PROBLEM TO SOLVE
All material below is to be reproduced exactly.

[Items from a data source]
☆ ☆ ☆
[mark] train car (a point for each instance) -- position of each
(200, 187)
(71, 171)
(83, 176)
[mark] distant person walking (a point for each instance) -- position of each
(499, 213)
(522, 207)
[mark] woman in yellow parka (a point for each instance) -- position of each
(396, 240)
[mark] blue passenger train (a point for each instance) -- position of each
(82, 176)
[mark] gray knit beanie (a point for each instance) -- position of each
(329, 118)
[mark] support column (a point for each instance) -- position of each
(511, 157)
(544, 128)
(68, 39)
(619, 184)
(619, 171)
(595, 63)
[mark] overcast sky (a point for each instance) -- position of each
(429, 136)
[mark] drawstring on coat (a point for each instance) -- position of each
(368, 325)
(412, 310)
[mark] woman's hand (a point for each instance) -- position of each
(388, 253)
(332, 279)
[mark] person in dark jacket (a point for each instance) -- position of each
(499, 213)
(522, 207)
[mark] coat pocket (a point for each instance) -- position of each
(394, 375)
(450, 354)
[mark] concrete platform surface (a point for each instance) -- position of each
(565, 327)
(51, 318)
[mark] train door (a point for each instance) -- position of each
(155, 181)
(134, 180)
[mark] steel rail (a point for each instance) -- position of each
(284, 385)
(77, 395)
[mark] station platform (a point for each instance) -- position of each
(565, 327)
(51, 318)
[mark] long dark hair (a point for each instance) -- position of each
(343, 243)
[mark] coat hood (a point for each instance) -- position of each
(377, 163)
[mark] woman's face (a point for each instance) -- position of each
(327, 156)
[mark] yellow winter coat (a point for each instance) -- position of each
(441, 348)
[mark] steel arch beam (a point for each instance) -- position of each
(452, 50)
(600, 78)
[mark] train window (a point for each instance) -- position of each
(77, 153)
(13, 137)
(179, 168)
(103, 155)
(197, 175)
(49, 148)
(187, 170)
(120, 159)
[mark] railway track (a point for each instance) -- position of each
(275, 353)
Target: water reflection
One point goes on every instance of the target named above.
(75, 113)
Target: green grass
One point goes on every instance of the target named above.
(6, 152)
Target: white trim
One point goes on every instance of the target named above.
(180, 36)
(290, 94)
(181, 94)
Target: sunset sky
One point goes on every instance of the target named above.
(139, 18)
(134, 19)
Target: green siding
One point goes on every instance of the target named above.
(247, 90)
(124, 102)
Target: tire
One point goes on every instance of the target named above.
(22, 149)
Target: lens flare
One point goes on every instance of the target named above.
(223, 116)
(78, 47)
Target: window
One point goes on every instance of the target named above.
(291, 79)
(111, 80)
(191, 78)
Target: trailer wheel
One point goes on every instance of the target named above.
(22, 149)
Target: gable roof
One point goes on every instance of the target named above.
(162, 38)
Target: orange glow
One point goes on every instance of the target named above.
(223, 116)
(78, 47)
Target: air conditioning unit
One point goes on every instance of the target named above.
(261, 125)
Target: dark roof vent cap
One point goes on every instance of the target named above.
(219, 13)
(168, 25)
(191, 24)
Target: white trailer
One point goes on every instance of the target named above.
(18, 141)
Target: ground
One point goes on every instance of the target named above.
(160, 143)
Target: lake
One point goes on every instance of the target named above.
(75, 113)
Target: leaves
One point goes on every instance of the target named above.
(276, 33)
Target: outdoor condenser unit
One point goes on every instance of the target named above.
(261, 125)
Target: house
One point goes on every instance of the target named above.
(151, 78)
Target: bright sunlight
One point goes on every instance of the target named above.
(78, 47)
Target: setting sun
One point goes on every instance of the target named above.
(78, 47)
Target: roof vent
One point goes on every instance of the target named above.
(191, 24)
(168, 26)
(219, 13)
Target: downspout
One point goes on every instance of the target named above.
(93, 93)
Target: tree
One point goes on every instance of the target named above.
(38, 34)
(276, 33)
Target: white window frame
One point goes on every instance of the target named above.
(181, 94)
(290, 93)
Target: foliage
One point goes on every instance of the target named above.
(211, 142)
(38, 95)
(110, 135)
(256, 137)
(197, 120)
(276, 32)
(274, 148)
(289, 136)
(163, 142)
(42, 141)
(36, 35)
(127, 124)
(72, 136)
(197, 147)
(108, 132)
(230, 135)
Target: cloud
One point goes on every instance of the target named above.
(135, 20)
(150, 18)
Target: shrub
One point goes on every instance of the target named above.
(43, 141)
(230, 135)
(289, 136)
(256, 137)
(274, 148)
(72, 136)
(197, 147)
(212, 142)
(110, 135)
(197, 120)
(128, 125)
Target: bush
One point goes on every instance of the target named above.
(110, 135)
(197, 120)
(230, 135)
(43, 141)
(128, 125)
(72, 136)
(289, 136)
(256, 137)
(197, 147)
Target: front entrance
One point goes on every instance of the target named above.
☆ ☆ ☆
TASK RESULT
[mark] train car (a point for each instance) -- position of each
(200, 187)
(71, 171)
(83, 176)
[mark] distant person walking (a point for each instance) -- position of each
(499, 213)
(522, 207)
[mark] woman in yellow parka (a point for each instance) -- position of each
(396, 240)
[mark] blue passenger train (a point for each instance) -- position of each
(82, 176)
[mark] gray knit beanie (a point for each instance) -- position of each
(329, 118)
[mark] support column (a point for each instance) -- position of each
(511, 157)
(544, 128)
(68, 39)
(619, 184)
(619, 171)
(595, 63)
[mark] overcast sky (a point for each instance) -- position of each
(429, 136)
[mark] drawstring on coat (a point for each instance) -- position of each
(368, 325)
(412, 310)
[mark] woman's hand (a point for each instance) -- position of each
(388, 253)
(332, 279)
[mark] person in dark jacket (a point for each instance) -- position of each
(499, 213)
(522, 207)
[mark] coat pocket (a point for each instance) -- position of each
(394, 375)
(450, 354)
[mark] concrete platform surface (a point for each instance) -- position of each
(565, 327)
(51, 318)
[mark] train door (a point for each instance) -- position of each
(155, 181)
(134, 180)
[mark] steel rail (a point for each instance) -- position of each
(284, 385)
(77, 395)
[mark] station platform (a point for each instance) -- position of each
(565, 327)
(51, 318)
[mark] long dark hair (a point for each instance) -- position of each
(343, 243)
[mark] coat hood (a point for each instance) -- position of each
(377, 163)
[mark] woman's face (a point for each instance) -- position of each
(327, 156)
[mark] yellow winter coat (a point for each instance) -- position of each
(441, 348)
[mark] steel arch beam (a point for each instance) -- position of each
(452, 50)
(600, 78)
[mark] train window (a point for each instance) -- position of each
(77, 153)
(13, 137)
(179, 168)
(103, 155)
(197, 175)
(49, 148)
(187, 170)
(120, 159)
[mark] railway track (a point for each instance) -- position of each
(275, 353)
Target: water reflection
One point goes on every instance of the target named above.
(75, 113)
Target: green grass
One point goes on every instance of the target named above.
(6, 152)
Target: white trim
One point goes on every instance of the target named above.
(180, 36)
(290, 94)
(181, 94)
Target: sunset sky
One point goes on every instance of the target named above.
(139, 18)
(134, 19)
Target: green siding
One point goes on every instance of the target named above.
(247, 90)
(124, 102)
Target: tire
One point goes on every instance of the target named above.
(22, 149)
Target: lens flare
One point goes on every instance of the target named above.
(223, 116)
(78, 47)
Target: window
One point goes on every instance of the target named above.
(291, 79)
(111, 80)
(191, 78)
Target: trailer wheel
One point goes on every instance of the target named above.
(22, 149)
Target: gable roof
One point goes on every instance of the target named above.
(162, 38)
Target: orange glow
One point goes on every instance of the target named above.
(223, 116)
(78, 47)
Target: air conditioning unit
One point goes on every instance of the target named above.
(261, 125)
Target: dark roof vent cap
One point goes on every instance of the target named above.
(219, 13)
(168, 25)
(191, 24)
Target: white trailer
One point goes on every instance of the target named above.
(18, 141)
Target: ground
One point goes on every instance of the target named above.
(160, 143)
Target: lake
One point goes on every instance of the target named above.
(75, 113)
Target: leaves
One point goes on every instance of the target named above.
(276, 33)
Target: outdoor condenser unit
One point goes on every instance of the target named above.
(261, 125)
Target: house
One point goes on every instance of the target named above.
(151, 78)
Target: bright sunlight
One point goes on every instance of the target named above.
(78, 47)
Target: setting sun
One point goes on every instance of the target named above.
(78, 47)
Target: roof vent
One point goes on every instance of the target named above.
(191, 24)
(168, 26)
(219, 13)
Target: downspout
One point goes on every instance of the target named above.
(93, 93)
Target: tree
One point goes on every instance of the target named above.
(38, 34)
(276, 33)
Target: white window frame
One point goes on every instance of the target named above.
(181, 94)
(290, 93)
Target: foliage
One point goes on every instance of the target named above.
(211, 142)
(38, 95)
(110, 135)
(256, 137)
(197, 120)
(276, 32)
(274, 148)
(289, 136)
(163, 142)
(42, 141)
(36, 35)
(127, 124)
(72, 136)
(197, 147)
(108, 132)
(230, 135)
Target: cloud
One point goes on every instance of the target named above.
(135, 20)
(150, 18)
Target: shrub
One point goes on every instance of the target named above.
(43, 141)
(230, 135)
(289, 136)
(256, 137)
(274, 148)
(72, 136)
(197, 147)
(212, 142)
(110, 135)
(197, 120)
(128, 125)
Target: bush
One point goes on every instance of the target named above.
(110, 135)
(197, 120)
(230, 135)
(43, 141)
(128, 125)
(72, 136)
(289, 136)
(256, 137)
(197, 147)
Target: front entrance
One point goes on every instance of the target named above.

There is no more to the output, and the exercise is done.